New Director of Equal Rights Washington
New Director of Equal Rights Washington
SGN interviews Connie Watts this week

by Lisa Wardle - SGN Staff Writer

SEQ CHAPTER \h \r 1Connie Watts, Executive Director of Equal Rights Washington (ERW), took over the reigns earlier this month. Her partner and 21 month-old son moved with her to Seattle, where they hope to build a new life together. She had previously lived in Utah, Georgia, and Washington, D.C. while working for Planned Parenthood.

Growing up in a supportive family who pushed her to pursue a career in activist organizations, Connie has become a successful person who enjoys helping others. Connie says excited by the opportunity to do more activist work for the Lesbian, Gay, Bisexual, Transgender community. Although she had done some work on LGBT issues before, she did not work for a group whose sole purpose was LGBT rights.

The Seattle Gay News sat down with Connie this week to learn more about her background and hopes for the future of ERW.

Lisa Wardle: For some background information to readers, can you tell me some of the things that ERW does?

Connie Watts: We do so many things. We do online organizing and on the ground organizing. We mobilize activists around LGBT issues, all kinds of LGBT issues, and utilize all of the volunteers that we have. We affect change, not just marriage but, obviously, also a host of other issues.

LW: You were appointed to the position at ERW back in April. So far, what are your impressions of the group's inner workings?

CW: Even though I signed on in April, we made an agreement that I wouldn't start my position until June 4th. That gave me time to talk with and meet a lot of people and learn more about Washington's community and history. It's ideal to get a job and have time to become fully prepared for it. I also thought it was incredibly nice that I didn't have to deal with moving to a new place and getting settled in at the same time as starting my new job. This way, I adjusted to the new location and community before beginning my position.

LW: What work around LGBT issues have you done before your current position?

CW: Through other things, like Planned Parenthood and other organizations, I was able to participate in certain issues. I served on the National Organization of Women (NOW) and worked on LGBT organizing. In Utah, when I worked for Planned Parenthood, the first school to try and have a GSA (Gay-Straight Alliance) was right next door to our building. The school wouldn't allow the group to meet, so we provided them with a room to use and offered our support. Planned Parenthood let me use all of my time and resources to help them out.

> _Task directions_:
Quote the stretch of the Connie Watts interview from "The Seattle Gay" through "group's inner workings?".

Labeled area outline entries
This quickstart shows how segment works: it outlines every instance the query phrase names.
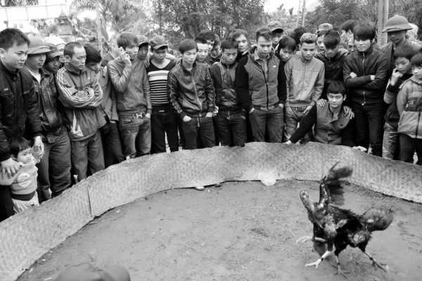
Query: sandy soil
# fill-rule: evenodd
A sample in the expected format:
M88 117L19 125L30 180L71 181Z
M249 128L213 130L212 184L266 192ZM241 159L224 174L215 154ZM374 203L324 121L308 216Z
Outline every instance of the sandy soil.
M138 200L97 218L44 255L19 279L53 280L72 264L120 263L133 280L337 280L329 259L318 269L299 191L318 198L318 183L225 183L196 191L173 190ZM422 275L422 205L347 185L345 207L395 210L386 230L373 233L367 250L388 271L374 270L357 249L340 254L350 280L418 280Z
* * *
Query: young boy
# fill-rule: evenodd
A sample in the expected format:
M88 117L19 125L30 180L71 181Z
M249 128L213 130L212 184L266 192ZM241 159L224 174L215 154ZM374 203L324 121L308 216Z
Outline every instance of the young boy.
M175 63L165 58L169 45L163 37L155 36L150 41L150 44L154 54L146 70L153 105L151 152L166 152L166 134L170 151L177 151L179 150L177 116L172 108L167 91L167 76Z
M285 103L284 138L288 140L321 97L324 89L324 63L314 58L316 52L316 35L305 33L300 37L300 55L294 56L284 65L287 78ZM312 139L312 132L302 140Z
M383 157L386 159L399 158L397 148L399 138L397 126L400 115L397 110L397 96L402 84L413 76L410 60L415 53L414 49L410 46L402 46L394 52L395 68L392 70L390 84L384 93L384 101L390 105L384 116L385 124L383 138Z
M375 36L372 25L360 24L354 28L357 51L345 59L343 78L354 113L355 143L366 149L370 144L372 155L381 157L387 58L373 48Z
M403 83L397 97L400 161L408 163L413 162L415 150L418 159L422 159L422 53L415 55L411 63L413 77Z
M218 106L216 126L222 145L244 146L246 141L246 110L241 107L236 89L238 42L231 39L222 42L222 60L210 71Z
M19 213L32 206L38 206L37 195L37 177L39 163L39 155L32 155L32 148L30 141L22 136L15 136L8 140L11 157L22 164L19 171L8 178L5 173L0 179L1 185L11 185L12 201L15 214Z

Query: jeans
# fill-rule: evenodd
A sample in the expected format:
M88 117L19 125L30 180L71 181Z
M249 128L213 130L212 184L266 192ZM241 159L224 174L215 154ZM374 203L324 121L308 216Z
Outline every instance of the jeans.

> _Response to this exercise_:
The Seattle Gay News sat down with Connie this week to learn more about her background and hopes for the future of ERW.

Lisa Wardle: For some background information to readers, can you tell me some of the things that ERW does?

Connie Watts: We do so many things. We do online organizing and on the ground organizing. We mobilize activists around LGBT issues, all kinds of LGBT issues, and utilize all of the volunteers that we have. We affect change, not just marriage but, obviously, also a host of other issues.

LW: You were appointed to the position at ERW back in April. So far, what are your impressions of the group's inner workings?